• [Text shown]
I'm going to buy a holding electromagnet and a strike plate to hold some things, and I want to design my circuit (arduino-controlled) not to fry like bacon. I'm aware that since a holding magnet is an inductor, I should use a flyback diode and possibly a capacitor to handle the back EMF for when current is interrupted. However, what happens if the holding magnet is physically forced away from the strike plate? Work is being done to overcome the magnetic force, so I figure the energy goes somewhere, but how does that momentary change manifest in the circuit? Do I see increased current through the coil? Decreased current? And for that matter, what happens in the circuit when the magnet meets and locks to the strike plate?

Basically, I'm trying to determine if I need to handle a forward EMF spike as well as a back EMF spike, and my research hasn't taught me enough about magnetic fields to figure it out on my own.


I'm currently using this circuit:


simulate this circuit – Schematic created using CircuitLab

L1 is the magnet; I don't know its inductance, but it has a series resistance of 20 Ohms. D1 is the zener that protects against overvoltage; R1 is there because the only zener I had was exactly 12V and I wanted some safety margin to avoid a short in case the power supply went high for some reason other than L1. D2 is the flyback; it protects against voltages less than -1V, which hopefully aren't enough to ruin the cap (a schottky would be better, but I don't have one lying around).

I operate this by turning the power supply on and off. In the future I'll put a Darlington between C1 and V1. It SEEMS to work and not damage anything even when I force the plates apart, so that's good, hopefully I'm not doing anything nasty to the power supply. I still need to look at this with a scope to make sure.

I did have the idea of putting my own inductor in series with L1. This would act to limit current changes caused by L1's inductance changing. Not sure if I'll do that.

  • \$\begingroup\$ Good question, to which I don't know the answer, but have you tried measuring what happens? \$\endgroup\$ Dec 5, 2014 at 6:03
  • \$\begingroup\$ Well, I believe I'd want a scope for that, and I've never used one. The one I'd be using would not be mine, and so I'd REALLY rather not damage it. How big are EMF kickbacks? I could start with a Megohm:Ohm voltage divider and work my way down, but I'm not even sure these voltages won't make the resistors fail short. I'm really out of my depth. I'd be happy to test and report back if I had some advice on a process. \$\endgroup\$
    – Ed Krohne
    Dec 5, 2014 at 9:50
  • \$\begingroup\$ Umm, English is not my native language, can you tell more detail about "holding magnet", or some links are just OK.:) \$\endgroup\$
    – diverger
    Dec 5, 2014 at 10:01
  • \$\begingroup\$ catalog.apwcompany.com/viewitems/electromagnets/…? Here it is. Pass current through it, and it turns into a magnet which can hold to a strike plate (also linked on that page). They can be used to pick up and release anything with a strike plate mounted on it. \$\endgroup\$
    – Ed Krohne
    Dec 5, 2014 at 10:13
  • \$\begingroup\$ Work is done when you pull two stationary magnets apart too: the energy is in the form of increased potential energy between the two magnets. I don't think it's any different if one or both parts are electromagnets. \$\endgroup\$ Dec 5, 2014 at 10:57

2 Answers 2


You may know the formula

$$ U_L(t)=\,L\frac{dI}{dt} $$ for the voltage over an inductor.

• [Do this] Reproduce the part of the holding-magnet post starting with "simulate this circuit" and going on through "to make sure.", word for word.

• [Data shown]
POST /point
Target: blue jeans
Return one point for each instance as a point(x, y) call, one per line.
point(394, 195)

• [Exercise output]
simulate this circuit – Schematic created using CircuitLab

L1 is the magnet; I don't know its inductance, but it has a series resistance of 20 Ohms. D1 is the zener that protects against overvoltage; R1 is there because the only zener I had was exactly 12V and I wanted some safety margin to avoid a short in case the power supply went high for some reason other than L1. D2 is the flyback; it protects against voltages less than -1V, which hopefully aren't enough to ruin the cap (a schottky would be better, but I don't have one lying around).

I operate this by turning the power supply on and off. In the future I'll put a Darlington between C1 and V1. It SEEMS to work and not damage anything even when I force the plates apart, so that's good, hopefully I'm not doing anything nasty to the power supply. I still need to look at this with a scope to make sure.